==== Record extracts ====

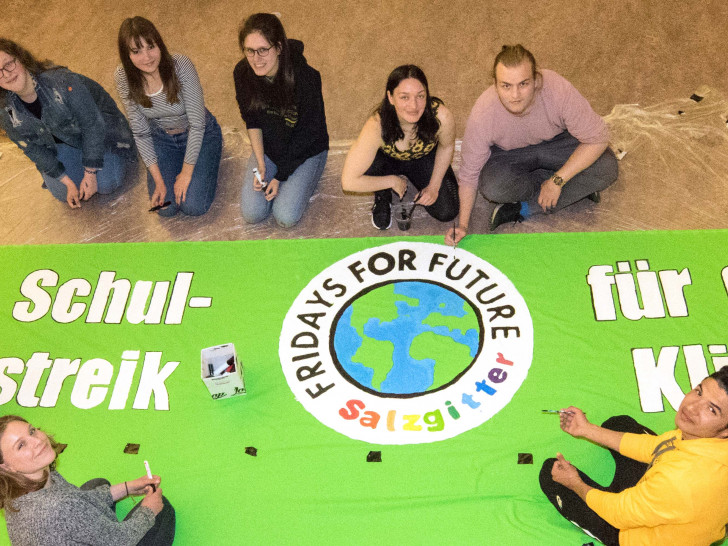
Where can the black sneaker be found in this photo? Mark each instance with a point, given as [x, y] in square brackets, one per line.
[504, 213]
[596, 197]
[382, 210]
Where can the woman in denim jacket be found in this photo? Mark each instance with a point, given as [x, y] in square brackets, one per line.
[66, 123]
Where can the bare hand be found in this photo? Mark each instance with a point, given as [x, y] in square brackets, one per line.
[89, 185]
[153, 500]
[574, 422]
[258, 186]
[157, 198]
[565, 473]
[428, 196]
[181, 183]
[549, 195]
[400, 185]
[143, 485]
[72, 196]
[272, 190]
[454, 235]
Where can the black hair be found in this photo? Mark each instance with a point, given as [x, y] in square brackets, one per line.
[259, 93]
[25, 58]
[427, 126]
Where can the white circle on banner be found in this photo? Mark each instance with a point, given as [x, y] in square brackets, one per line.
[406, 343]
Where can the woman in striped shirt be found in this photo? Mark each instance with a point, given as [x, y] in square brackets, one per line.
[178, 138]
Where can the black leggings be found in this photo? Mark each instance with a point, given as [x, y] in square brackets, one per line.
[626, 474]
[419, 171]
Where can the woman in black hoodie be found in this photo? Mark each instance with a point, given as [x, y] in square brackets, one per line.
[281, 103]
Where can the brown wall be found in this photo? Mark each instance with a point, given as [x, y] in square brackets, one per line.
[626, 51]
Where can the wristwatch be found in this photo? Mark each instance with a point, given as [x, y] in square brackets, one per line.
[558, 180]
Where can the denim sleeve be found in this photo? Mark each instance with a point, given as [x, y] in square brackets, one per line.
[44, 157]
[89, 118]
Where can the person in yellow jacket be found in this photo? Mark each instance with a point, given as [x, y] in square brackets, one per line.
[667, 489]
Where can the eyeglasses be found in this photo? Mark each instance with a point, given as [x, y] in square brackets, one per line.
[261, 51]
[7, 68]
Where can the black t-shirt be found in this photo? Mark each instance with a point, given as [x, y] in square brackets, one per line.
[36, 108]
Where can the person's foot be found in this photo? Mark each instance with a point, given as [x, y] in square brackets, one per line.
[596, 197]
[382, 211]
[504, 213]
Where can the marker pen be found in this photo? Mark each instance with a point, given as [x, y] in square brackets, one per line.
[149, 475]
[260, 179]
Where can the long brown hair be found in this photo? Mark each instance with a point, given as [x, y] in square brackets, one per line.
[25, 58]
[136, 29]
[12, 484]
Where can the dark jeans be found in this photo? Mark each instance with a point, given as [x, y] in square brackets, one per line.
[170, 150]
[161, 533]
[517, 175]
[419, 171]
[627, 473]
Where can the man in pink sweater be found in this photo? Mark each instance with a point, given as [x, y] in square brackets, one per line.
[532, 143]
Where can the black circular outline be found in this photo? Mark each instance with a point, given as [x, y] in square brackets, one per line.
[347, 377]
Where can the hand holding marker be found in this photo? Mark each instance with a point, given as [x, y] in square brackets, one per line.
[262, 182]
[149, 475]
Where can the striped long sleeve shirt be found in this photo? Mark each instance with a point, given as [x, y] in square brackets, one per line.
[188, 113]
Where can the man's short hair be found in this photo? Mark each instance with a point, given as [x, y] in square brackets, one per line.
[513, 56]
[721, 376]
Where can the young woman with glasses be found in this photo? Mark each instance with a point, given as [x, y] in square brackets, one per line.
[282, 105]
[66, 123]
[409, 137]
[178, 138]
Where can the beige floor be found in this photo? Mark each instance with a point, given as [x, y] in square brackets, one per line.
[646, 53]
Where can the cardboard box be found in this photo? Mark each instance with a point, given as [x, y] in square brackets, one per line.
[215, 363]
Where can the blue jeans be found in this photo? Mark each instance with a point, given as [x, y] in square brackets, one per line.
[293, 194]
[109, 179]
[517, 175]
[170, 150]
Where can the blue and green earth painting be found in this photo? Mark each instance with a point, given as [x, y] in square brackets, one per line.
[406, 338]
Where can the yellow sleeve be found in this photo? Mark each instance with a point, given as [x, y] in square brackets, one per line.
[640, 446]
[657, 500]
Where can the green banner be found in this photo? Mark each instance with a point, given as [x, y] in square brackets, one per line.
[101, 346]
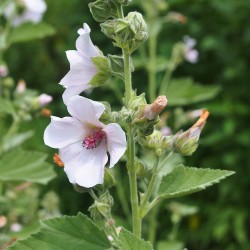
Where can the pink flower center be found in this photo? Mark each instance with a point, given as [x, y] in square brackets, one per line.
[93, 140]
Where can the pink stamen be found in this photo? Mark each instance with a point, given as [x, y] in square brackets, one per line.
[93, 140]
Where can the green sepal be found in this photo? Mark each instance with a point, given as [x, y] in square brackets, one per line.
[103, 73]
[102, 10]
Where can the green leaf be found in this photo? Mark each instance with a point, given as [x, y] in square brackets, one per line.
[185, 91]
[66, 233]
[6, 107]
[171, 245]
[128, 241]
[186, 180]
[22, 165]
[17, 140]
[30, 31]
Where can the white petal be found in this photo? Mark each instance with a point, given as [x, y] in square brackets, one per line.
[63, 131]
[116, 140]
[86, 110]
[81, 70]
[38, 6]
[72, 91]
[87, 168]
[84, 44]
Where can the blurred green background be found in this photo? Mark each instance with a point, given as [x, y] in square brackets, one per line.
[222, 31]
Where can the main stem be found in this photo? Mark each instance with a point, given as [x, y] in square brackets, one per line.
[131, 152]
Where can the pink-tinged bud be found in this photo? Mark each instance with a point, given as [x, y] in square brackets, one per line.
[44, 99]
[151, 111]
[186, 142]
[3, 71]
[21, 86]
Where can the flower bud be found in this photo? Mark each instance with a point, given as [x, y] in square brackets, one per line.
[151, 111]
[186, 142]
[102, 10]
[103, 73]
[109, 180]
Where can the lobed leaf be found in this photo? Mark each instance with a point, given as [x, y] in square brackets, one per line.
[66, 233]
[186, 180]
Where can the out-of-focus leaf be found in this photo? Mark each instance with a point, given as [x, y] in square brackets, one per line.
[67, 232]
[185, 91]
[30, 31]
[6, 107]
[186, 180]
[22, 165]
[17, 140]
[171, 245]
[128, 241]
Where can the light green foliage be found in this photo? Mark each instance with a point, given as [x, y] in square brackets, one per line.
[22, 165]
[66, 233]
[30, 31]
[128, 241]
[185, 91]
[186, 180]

====

* **The request**
Present every row above as a numbered list, skipping any blank lines. Leave the pictures out.

* **Solution**
1. Where can the black sneaker be found in this photo? Mark each instance with a point, given as [x, y] in square brackets, one per line.
2. [504, 213]
3. [596, 197]
4. [382, 210]
5. Where can the woman in denim jacket be found in this photo? Mark each instance with a point, given as [x, y] in square brackets, one per line.
6. [66, 123]
7. Where can the bare hand be found in this photo? Mark each instance with a point, given as [x, y] in square brackets, one per line.
8. [89, 185]
9. [153, 500]
10. [574, 422]
11. [258, 186]
12. [157, 198]
13. [565, 473]
14. [428, 196]
15. [181, 183]
16. [549, 195]
17. [400, 185]
18. [143, 485]
19. [72, 196]
20. [272, 190]
21. [454, 235]
22. Where can the black hair be found in this photo? Mark each instance with a point, given as [x, y] in square brackets, one per line.
23. [259, 93]
24. [25, 58]
25. [427, 126]
26. Where can the white circle on banner be found in this photo? Mark each instance with a point, given as [x, y] in square brackets, one per line.
27. [406, 343]
28. Where can the woman in striped shirt be found in this photo? Mark each instance with a point, given as [x, y] in square brackets, one per line.
29. [178, 138]
30. Where can the black leggings be found in this photo? Mark each instance with a point, given as [x, y] in square brackets, one per line.
31. [626, 474]
32. [419, 171]
33. Where can the woman in black hoodie be found in this photo? Mark each instance with a point, given as [x, y] in square brackets, one per line.
34. [281, 103]
35. Where can the brown wall be found in this photo? Mark each instance with a point, given as [x, y] in square brackets, one per line.
36. [626, 51]
37. Where can the wristwatch be found in this photo? Mark each instance with a point, given as [x, y] in square brackets, one per line.
38. [558, 180]
39. Where can the denim sleeve be found in this photo? Mark each instance with a point, given as [x, y] in square brackets, one per line.
40. [44, 157]
41. [89, 118]
42. Where can the person in yellow jacket be found in this photo? Mark each instance with a point, given as [x, y] in square brackets, one per line.
43. [667, 489]
44. Where can the eyeglasses be found in this photo? Mark each instance with a point, given as [x, y] in square brackets, one per line.
45. [261, 51]
46. [7, 68]
47. Where can the black t-shirt be found in this photo? Mark each instance with a point, given as [x, y] in square brackets, one per line.
48. [36, 108]
49. Where can the person's foot be found in this photo? Mark each instance with a point, given as [x, y] in square brackets, one per line.
50. [596, 197]
51. [382, 211]
52. [504, 213]
53. Where can the marker pen be found in this photo? Mark each instance with a point, given as [x, y] in square brackets, one per line.
54. [149, 475]
55. [260, 179]
56. Where can the long brown hair be found in this photo? Mark each instance with a point, given as [x, y] in square brackets, one per line.
57. [25, 58]
58. [136, 29]
59. [12, 484]
60. Where can the dark jeans be found in this photo? Mark each instance with a point, given as [x, y] in square brackets, one per line.
61. [170, 150]
62. [161, 533]
63. [517, 175]
64. [419, 171]
65. [627, 473]
66. Where can the man in pink sweater be found in this photo? Mark each instance with a point, given as [x, y] in square brackets, one per line.
67. [532, 143]
68. Where can the black circular outline be found in this photo? Mark each instance with a point, given as [x, y] in square brackets, one per line.
69. [347, 377]
70. Where can the hand holding marker be found in this photo? Mark each instance with a point, given as [x, y] in square brackets, one per line.
71. [262, 182]
72. [149, 475]
73. Where can the striped long sleeve shirt be found in this photo? Mark each instance with a point, given as [x, y] in square brackets, one per line.
74. [188, 113]
75. Where can the man's short hair be found in this photo? Mark each instance with a point, given as [x, y] in square brackets, one per line.
76. [513, 56]
77. [721, 376]
78. Where can the young woman with glasses be found in this photo? Mark each instance with a point, given as [x, y] in square brackets, one per line.
79. [282, 105]
80. [66, 123]
81. [409, 137]
82. [178, 138]
83. Where can the beige floor be found in this photo? Mark each instance with a point, given as [x, y] in square brackets, one per line.
84. [646, 53]
85. Where can the cardboard box be found in this photo? Mark each instance with a point, given as [x, y] in square brackets, one per line.
86. [215, 363]
87. Where can the blue jeans be found in this photo? Mark each instance with a point, given as [x, y] in square brackets, one per line.
88. [293, 194]
89. [109, 179]
90. [517, 175]
91. [170, 150]
92. Where can the blue and green earth painting be found in this photo? Mark each instance with a point, given as [x, y] in square brackets, one per line.
93. [406, 338]
94. Where can the yellow sleeve be found in this photo? Mark each instance with a point, given as [x, y] in square brackets, one per line.
95. [640, 446]
96. [657, 500]
97. Where can the green banner be found in this photo? Mark each instance with a point, given as [x, y] in square brackets, one per line.
98. [101, 346]
99. Where can the pink flower center be found in this photo? Mark each instance with a point, given as [x, y] in square brackets, one per line.
100. [93, 140]
101. Where can the pink stamen be found in this photo? Mark each instance with a point, given as [x, y] in square brackets, one per line.
102. [93, 140]
103. Where can the green sepal be found in this photo? Mark each instance with a point, given as [x, y] in square brackets, one per line.
104. [103, 73]
105. [102, 10]
106. Where can the green leaf be found in this photo? Mark each instance with a point, given as [x, y] in square brackets, one per line.
107. [185, 91]
108. [66, 233]
109. [6, 107]
110. [171, 245]
111. [128, 241]
112. [186, 180]
113. [22, 165]
114. [17, 140]
115. [30, 31]
116. Where can the white petal be found in this photo? Mark each instance with a point, given as [x, y] in square brackets, one per line.
117. [63, 131]
118. [116, 140]
119. [86, 110]
120. [81, 70]
121. [38, 6]
122. [72, 91]
123. [87, 168]
124. [84, 44]
125. Where can the blurred green background be found in this photo? Mark each instance with a point, given as [x, y] in square brackets, one per line.
126. [222, 31]
127. Where can the main stem be found in this photo? Mark each instance with a point, given as [x, y] in square brackets, one per line.
128. [131, 152]
129. Where can the pink-tinged bud be found in this photo? Mark each instance with a point, given as [x, y] in square brackets, one per line.
130. [44, 99]
131. [151, 111]
132. [186, 142]
133. [3, 71]
134. [21, 86]
135. Where can the flower bud be found in this photo? Mark each instance with a point, given as [x, y] in square brackets, one per line.
136. [151, 111]
137. [186, 142]
138. [102, 10]
139. [103, 73]
140. [109, 180]
141. Where can the lobed leaf be found in this photo? Mark each instance with a point, given as [x, y] in square brackets, one per line.
142. [66, 233]
143. [186, 180]
144. Where can the out-of-focus leaf be found in this photo? Mark each instance with a point, given as [x, y] in square brackets, one per line.
145. [67, 232]
146. [185, 91]
147. [30, 31]
148. [6, 107]
149. [186, 180]
150. [22, 165]
151. [17, 140]
152. [171, 245]
153. [128, 241]
154. Where can the light green foliage be found in this photo? Mark each instance with a point, given as [x, y] in square brackets, one per line.
155. [22, 165]
156. [66, 233]
157. [30, 31]
158. [128, 241]
159. [185, 91]
160. [186, 180]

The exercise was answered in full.